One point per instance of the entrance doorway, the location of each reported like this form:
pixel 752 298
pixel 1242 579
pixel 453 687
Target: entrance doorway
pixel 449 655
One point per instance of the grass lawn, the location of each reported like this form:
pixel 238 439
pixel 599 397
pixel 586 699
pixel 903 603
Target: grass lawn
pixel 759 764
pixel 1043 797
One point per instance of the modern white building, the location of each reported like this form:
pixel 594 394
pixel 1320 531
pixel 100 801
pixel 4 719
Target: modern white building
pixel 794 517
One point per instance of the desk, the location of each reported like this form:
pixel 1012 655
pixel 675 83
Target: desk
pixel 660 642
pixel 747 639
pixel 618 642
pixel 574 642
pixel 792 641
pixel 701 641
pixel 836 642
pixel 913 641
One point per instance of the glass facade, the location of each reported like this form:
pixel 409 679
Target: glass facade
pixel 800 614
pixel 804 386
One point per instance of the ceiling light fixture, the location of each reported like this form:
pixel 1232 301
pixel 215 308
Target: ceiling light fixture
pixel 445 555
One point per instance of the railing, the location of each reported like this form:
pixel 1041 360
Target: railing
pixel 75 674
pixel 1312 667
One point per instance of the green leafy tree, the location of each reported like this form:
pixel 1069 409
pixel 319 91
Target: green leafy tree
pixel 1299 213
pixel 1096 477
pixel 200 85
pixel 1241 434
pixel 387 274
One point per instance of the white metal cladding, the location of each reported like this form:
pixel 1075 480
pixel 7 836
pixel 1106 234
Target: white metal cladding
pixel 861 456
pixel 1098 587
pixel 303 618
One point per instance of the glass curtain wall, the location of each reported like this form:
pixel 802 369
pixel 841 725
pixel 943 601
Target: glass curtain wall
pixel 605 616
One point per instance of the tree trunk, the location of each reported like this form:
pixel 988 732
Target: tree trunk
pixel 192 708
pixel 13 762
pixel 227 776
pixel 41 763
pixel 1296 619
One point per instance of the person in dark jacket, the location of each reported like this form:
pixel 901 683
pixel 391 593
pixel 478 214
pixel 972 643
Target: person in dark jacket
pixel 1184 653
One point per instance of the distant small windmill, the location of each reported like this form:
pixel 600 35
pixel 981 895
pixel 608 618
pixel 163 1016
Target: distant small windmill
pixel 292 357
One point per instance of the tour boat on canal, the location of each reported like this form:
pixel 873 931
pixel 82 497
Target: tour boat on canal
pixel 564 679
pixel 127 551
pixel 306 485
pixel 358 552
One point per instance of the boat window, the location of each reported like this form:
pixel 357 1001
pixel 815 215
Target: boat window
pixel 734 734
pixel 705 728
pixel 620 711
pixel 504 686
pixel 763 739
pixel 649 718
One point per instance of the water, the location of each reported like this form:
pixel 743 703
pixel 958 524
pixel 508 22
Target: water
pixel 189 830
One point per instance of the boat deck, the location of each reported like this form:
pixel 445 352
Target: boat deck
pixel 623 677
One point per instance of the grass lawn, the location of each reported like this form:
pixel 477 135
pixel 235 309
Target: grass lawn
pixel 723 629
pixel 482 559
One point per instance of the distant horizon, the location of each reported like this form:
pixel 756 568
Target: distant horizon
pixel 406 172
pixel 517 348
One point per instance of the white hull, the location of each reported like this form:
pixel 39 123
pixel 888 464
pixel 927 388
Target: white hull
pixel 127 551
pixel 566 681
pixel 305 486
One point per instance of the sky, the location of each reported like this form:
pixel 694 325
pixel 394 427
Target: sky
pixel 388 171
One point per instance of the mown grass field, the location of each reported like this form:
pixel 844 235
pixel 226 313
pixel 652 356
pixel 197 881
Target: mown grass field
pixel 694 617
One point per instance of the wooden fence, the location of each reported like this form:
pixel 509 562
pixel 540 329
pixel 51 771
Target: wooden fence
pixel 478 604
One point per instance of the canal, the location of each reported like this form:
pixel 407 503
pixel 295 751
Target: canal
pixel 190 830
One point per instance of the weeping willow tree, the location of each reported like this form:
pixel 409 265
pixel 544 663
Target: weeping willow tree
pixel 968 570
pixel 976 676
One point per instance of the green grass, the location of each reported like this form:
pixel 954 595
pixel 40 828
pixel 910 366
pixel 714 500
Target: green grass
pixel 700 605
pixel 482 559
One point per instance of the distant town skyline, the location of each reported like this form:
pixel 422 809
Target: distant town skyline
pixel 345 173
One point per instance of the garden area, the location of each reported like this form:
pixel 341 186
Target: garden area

□ □ □

## Goal of the exercise
Out of the data above, set down the lines from the one with "One point per instance of the canal, the" to the one with "One point per instance of the garden", both included, exactly as written and with no additions.

## Response for this exercise
One point per instance of the canal, the location of each reported like this form:
pixel 407 503
pixel 295 751
Target: canal
pixel 190 830
One point per instance of the weeping willow tree, the location of each reported like this form:
pixel 409 265
pixel 544 663
Target: weeping willow tree
pixel 968 570
pixel 976 676
One point per instance of the green grass, the location of each reported like this form:
pixel 954 595
pixel 40 828
pixel 910 366
pixel 714 500
Target: green grass
pixel 700 605
pixel 482 559
One point per instance of the distant town skyline, the location of each reported like this form:
pixel 422 809
Target: distant town skyline
pixel 345 173
One point per instance of the garden area, the location of each reported like this form:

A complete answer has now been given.